** start **

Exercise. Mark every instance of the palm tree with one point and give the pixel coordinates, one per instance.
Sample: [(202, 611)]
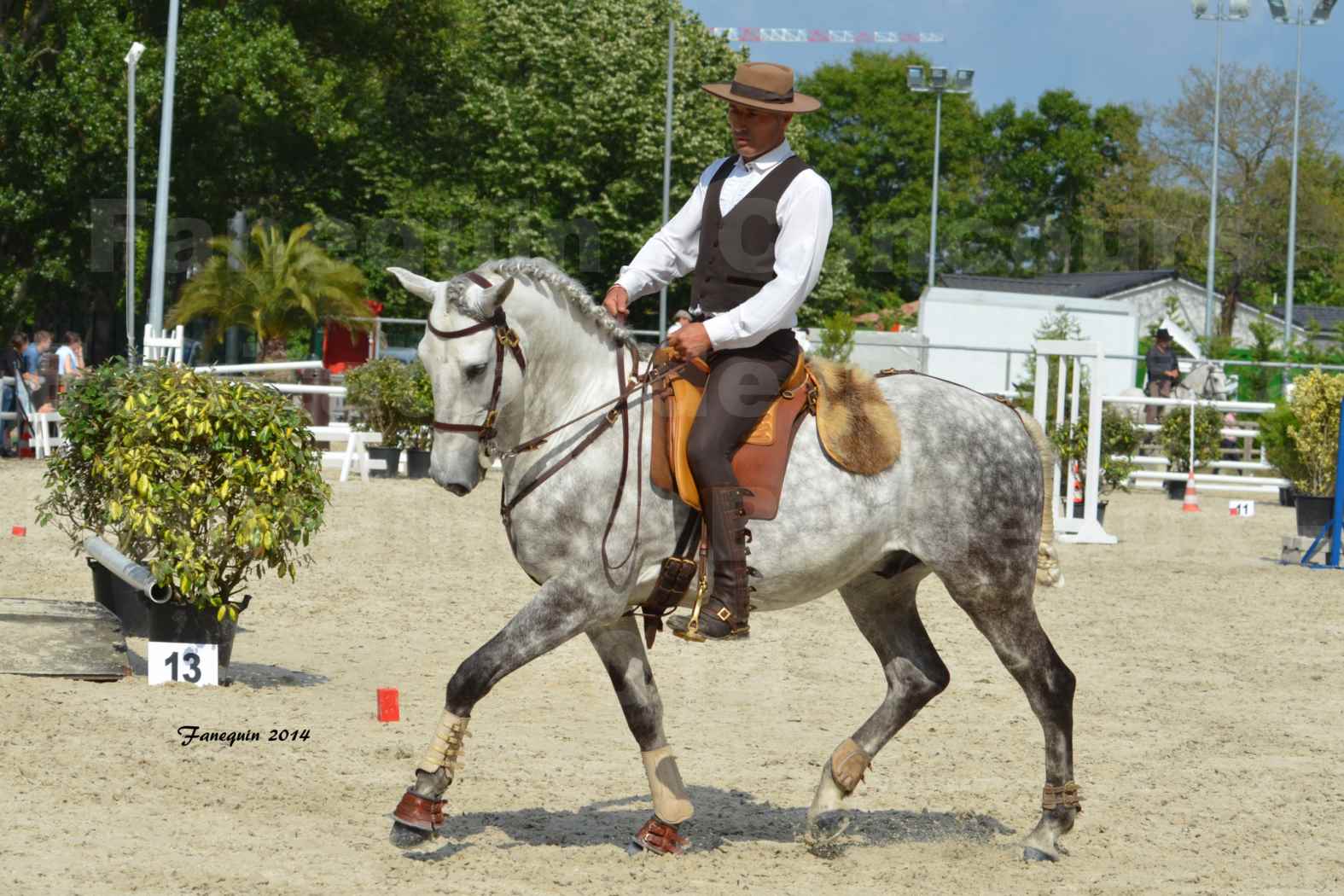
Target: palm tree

** end **
** start **

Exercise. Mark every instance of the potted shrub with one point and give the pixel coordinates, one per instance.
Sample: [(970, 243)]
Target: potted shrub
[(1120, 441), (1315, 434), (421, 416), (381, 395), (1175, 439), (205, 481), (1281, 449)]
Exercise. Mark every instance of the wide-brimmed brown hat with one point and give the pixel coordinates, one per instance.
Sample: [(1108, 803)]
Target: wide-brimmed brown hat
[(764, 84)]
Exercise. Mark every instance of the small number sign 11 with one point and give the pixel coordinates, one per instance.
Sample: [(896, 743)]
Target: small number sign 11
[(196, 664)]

** end **
** start **

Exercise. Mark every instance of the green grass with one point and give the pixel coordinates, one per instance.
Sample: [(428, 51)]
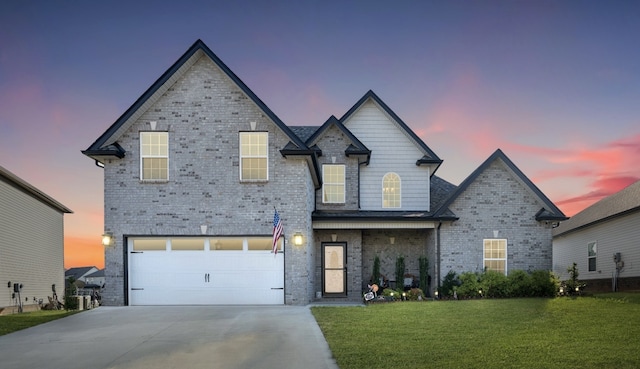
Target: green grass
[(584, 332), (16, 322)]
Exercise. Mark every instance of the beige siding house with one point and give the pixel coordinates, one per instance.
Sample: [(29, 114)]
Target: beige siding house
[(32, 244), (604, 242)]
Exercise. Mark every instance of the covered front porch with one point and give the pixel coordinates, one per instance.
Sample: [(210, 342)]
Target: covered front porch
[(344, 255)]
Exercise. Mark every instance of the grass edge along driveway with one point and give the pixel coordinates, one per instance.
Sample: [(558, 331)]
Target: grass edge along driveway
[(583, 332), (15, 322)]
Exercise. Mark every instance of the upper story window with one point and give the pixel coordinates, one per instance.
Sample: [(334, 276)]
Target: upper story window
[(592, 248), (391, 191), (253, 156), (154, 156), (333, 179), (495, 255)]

** end **

## Aim
Swap "palm tree" for "coconut palm" in the items from the line with "Exercise. Mark every instance of the palm" up to and including the line with "Target: palm tree", keeping everything else the same. Give only those lines, and leave the picture out.

## Response to the exercise
Exercise. Mark every instance of the coconut palm with one point and give the pixel coordinates, one per instance.
Sample: [(202, 611)]
Target: coconut palm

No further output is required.